* BRIEF 1
Transcribe the part of the XML newsletter that opens with the words containing "1. An element" and closes with "for example </PEOPLE>.".
* BRIEF 2
Answer these questions from the XML newsletter:
(a) On what date did the Blondie comic described in the newsletter appear?
(b) What markup language do XML and HTML both derive from?
(c) Which website does the newsletter suggest for the formal definition of XML?
* BRIEF 3
Carry the XML newsletter forward from its final line.

* QUOTED PASSAGE
______

Blast from the Past - The Inside Track - November 2000

David Meego - Click for blog homepageThis is article 3 of 10 from the Blast from the Past - The Inside Track Series.

This newsletter from Karl Gunderson was sent out in November 2000.


The Inside Track
November 2000

Did you see the Blondie comic on September 11, 2000? Check it out on www.blondie.com. In case you don't have a browser just handy, I'll sketch it out for you. Frame 1, Dagwood is in bed and Blondie tries to wake him up with a gentle call "DAGWOOD!" Frame 2, Dagwood sleeps on, so Blondie calls more insistently, "DAGWOOD BUMSTEAD!! " Frame 3, Blondie is having no luck waking Dagwood. Blondie is fed up, so she calls "DAGWOOD BUMSTEAD DOT COM!! " Dagwood flies up vertically off the mattress saying "OMIGOSH! THAT MEANS BUSINESS!! "

So, after 70 years, Blondie and Dagwood have entered the Internet age. Have you? And of course while .COM indeed means business, there is no more important technology to the future of business on the Internet than XML. Yes, XML. Say it again, memorize it, make it your friend, and love it from the depths of your little programming heart. XML, it just rolls off the tongue!!

OK, so you've heard about XML (hopefully not for the first time just now) the Extensible Markup Language and you've got an idea XML is important, everyone says it is. Let's have some details.

XML is very simple. XML is complex. No contradiction here. Think about computers, they push around things called bits, just zeros and ones, nothing simpler in existence. It's the same with XML. XML is very simple, it's what you do with it that makes it complex. XML and HTML (Hyper Text Markup Language) both derive from SGML (Standard Generalized Markup Language). Like HTML, XML is text. XML looks a lot like HTML. XML uses a tag-like structure similar to HTML. Unlike HTML, XML is very carefully defined. Because XML is so carefully defined, it is easy for a program to parse. Because it's so simple, XML can be hard to understand. When was the last time you converted an integer represented as 32 binary digits to decimal in your head?

If you have a chunk of text that follows the rules of XML, you have an XML document. Here is one now:

<PEOPLE Type="not real">
<PERSON FirstName="Blondie" LastName="Bumstead"/>
<PERSON FirstName="Dagwood" LastName="Bumstead"/>
</PEOPLE>

If you want the formal definition of XML, I suggest you check out www.w3.org/xml. I hope you have several hours of free time! For an incomplete and less rigorous definition I'll give you some rules:

  1. An element begins with "<", an element name, zero or more attributes and ">", for example "<PEOPLE>".
  2. An element ends with "</", the same element name used to begin the element and ">", for example </PEOPLE>.

______

* PROVIDED INFORMATION
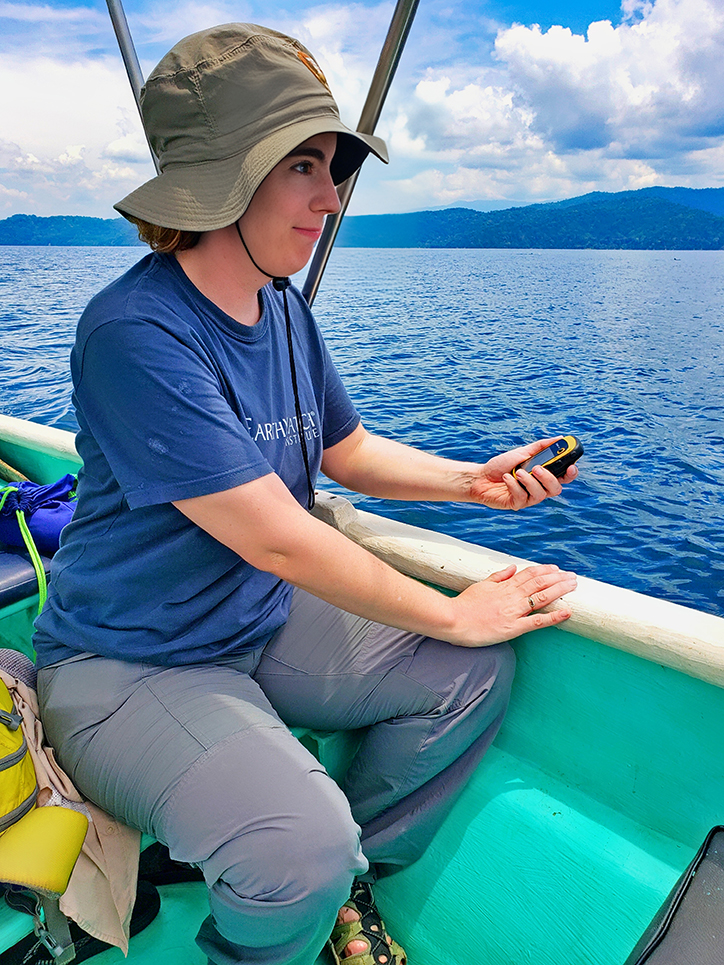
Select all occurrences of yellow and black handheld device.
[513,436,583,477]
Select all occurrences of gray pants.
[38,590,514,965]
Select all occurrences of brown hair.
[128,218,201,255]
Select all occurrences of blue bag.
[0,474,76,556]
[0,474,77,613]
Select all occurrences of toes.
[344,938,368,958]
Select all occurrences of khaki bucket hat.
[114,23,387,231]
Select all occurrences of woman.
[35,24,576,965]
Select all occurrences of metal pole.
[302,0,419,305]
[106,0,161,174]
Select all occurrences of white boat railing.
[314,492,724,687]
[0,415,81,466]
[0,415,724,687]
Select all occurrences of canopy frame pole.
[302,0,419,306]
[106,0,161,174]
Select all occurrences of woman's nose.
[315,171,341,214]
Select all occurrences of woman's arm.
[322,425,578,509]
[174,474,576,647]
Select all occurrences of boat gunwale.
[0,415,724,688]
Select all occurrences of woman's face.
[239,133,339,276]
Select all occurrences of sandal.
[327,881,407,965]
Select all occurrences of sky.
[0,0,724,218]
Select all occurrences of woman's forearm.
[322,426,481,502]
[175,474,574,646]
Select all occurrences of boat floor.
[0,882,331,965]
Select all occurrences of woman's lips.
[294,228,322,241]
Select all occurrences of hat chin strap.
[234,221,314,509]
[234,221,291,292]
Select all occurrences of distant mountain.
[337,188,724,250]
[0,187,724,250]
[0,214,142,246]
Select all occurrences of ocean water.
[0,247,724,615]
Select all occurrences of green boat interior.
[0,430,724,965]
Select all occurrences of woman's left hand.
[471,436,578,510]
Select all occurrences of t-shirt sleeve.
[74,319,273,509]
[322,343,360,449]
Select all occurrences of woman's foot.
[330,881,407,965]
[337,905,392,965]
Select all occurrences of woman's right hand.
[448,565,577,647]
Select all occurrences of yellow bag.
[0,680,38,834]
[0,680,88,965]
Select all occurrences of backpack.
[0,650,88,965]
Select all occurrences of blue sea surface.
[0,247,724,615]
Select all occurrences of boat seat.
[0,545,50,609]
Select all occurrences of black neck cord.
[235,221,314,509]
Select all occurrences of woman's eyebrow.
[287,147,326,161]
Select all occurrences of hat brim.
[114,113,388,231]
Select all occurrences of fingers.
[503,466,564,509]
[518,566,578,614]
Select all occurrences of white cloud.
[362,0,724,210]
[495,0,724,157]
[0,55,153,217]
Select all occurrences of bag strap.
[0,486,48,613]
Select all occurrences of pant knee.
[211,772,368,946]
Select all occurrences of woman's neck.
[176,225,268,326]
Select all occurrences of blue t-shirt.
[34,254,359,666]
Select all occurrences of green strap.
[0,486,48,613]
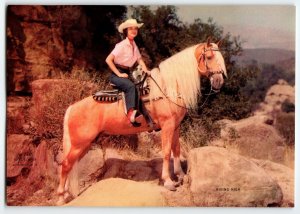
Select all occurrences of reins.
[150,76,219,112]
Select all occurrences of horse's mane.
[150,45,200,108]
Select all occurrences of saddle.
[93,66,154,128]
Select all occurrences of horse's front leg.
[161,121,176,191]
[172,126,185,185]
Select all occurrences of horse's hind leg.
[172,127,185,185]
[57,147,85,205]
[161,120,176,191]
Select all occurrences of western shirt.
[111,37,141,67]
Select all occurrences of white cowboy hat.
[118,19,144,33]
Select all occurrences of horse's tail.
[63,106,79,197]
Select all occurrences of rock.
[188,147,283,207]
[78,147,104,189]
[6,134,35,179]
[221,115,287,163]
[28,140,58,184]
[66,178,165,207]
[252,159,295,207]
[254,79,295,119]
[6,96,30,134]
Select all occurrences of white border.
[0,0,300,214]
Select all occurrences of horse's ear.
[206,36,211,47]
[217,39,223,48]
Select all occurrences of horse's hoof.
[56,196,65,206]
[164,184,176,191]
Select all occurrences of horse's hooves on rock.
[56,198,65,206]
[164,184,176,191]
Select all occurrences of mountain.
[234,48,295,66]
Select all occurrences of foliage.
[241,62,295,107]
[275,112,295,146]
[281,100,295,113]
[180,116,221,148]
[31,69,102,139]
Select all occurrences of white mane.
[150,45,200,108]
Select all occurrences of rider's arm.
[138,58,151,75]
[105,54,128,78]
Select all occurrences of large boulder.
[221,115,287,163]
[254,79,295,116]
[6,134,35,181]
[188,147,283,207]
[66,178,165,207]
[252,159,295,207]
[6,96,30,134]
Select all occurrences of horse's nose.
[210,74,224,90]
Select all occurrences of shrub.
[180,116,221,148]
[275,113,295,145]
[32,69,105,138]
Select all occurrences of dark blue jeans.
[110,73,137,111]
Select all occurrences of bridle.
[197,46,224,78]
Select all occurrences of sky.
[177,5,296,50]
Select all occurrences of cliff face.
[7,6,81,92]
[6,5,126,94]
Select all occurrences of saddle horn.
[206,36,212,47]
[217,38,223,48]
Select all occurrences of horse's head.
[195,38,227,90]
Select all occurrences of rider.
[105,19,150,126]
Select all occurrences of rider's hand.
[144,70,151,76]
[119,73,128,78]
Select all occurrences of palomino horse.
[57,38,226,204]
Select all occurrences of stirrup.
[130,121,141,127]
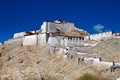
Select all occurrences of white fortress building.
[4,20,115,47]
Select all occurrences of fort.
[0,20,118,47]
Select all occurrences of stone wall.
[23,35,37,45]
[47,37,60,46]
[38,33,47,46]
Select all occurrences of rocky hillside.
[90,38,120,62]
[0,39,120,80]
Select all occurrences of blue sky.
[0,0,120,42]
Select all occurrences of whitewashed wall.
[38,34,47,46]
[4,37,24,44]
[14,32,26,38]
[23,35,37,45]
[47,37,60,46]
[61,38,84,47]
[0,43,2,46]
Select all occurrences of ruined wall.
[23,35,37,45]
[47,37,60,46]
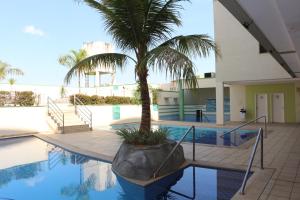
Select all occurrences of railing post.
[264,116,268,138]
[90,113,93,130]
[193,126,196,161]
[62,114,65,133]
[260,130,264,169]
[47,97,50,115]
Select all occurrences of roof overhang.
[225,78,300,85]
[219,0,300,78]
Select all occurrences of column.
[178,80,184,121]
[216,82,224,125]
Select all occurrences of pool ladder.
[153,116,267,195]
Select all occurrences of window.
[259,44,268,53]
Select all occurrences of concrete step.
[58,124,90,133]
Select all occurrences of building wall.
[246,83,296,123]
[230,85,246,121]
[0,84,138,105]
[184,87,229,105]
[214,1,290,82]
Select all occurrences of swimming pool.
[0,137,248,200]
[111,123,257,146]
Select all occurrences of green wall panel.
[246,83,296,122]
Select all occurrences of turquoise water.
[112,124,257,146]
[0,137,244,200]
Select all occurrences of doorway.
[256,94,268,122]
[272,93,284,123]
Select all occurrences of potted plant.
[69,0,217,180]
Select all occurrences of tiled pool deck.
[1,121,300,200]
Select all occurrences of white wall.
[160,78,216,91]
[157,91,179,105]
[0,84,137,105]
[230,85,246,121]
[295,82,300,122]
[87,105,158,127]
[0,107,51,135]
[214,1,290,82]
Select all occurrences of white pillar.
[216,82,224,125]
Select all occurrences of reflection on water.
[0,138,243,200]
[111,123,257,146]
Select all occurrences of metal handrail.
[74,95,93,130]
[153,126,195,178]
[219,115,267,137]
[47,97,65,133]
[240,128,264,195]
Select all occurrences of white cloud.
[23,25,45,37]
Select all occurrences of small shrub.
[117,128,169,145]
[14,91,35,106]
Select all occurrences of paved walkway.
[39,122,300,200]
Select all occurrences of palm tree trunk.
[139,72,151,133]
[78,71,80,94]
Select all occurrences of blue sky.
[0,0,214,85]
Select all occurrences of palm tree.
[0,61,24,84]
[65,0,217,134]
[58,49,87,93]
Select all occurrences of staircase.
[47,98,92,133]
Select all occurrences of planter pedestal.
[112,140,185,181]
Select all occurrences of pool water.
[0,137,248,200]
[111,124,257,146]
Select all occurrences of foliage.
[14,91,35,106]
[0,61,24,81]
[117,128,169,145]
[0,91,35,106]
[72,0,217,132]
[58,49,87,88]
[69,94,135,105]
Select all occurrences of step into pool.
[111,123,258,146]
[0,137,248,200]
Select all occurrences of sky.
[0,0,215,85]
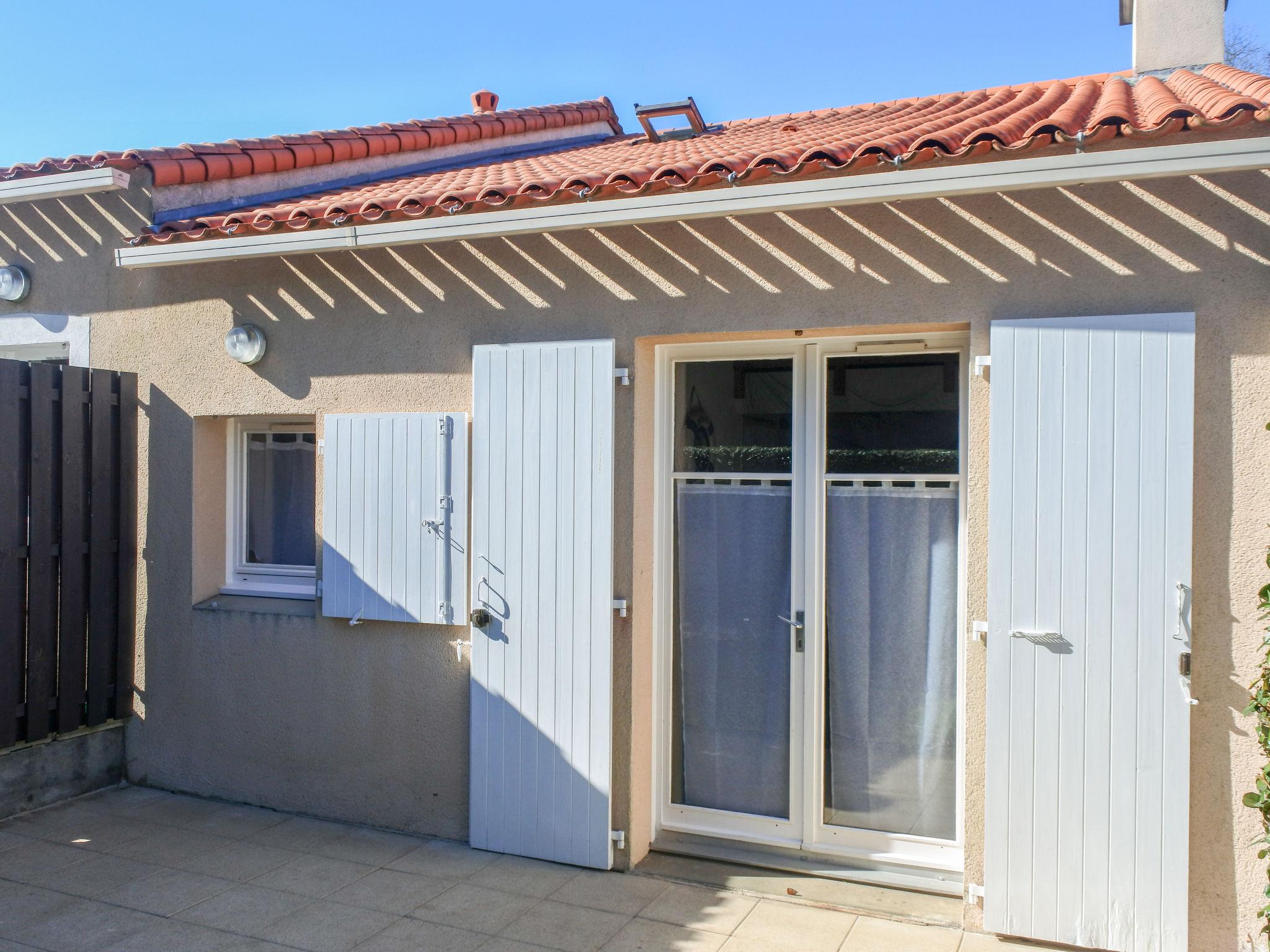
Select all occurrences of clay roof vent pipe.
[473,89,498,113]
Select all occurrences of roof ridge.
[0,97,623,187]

______

* FINAL RESULT 1
1. An element begins with "<", an element name, zero or more attributes and ">", for example "<PEOPLE>".
  2. An element ends with "</", the same element name used to begin the element and ">", for example </PEOPLE>.

* FINAL RESULT 2
(a) September 11, 2000
(b) SGML (Standard Generalized Markup Language)
(c) www.w3.org/xml

* FINAL RESULT 3
  3. A "child" element may be inserted between its parent element's start and end. No part of a child element may extend beyond its parent's end. This means you can't write "<A> <B></A></B>".
  4. If an element has no children there is an abbreviation possible. Such an element will start with "<", have an element name, have zero or more attributes and end with "/>", for example <PERSON Name='Karl'/>.
  5. An attribute consists of an attribute name, "=" and an attribute value.
  6. An attribute value begins with a quote (single or double), has zero or more characters not including the same quote, or ampersand and ends with a quote matching the one that started the attribute value. Use "&amp;", "&apos;" and "&quot;" in attribute values to represent the ampersand, single quote and double quote characters, respectively. For instance <COMPANY Name="&quot;Red&quot; Smith&amp;s Software"> would produce a company name of "Red" Smith's Software.
  7. Element and attribute names are made up from letters, digits, periods, dashes, underscores and colons.
  8. XML is case sensitive. Beginning and ending element names much match exactly. The attribute names "Name" and "NAME" are not the same attribute.
  9. Every XML document must have a single "root" element.

That's about 95% of the important rules for XML. You can pickup the rest by imitation. I was once told by a professional instructor that the best programmers were excellent thieves. So look for examples and steal!

To make these rules a bit more concrete, lets look at a slightly larger example.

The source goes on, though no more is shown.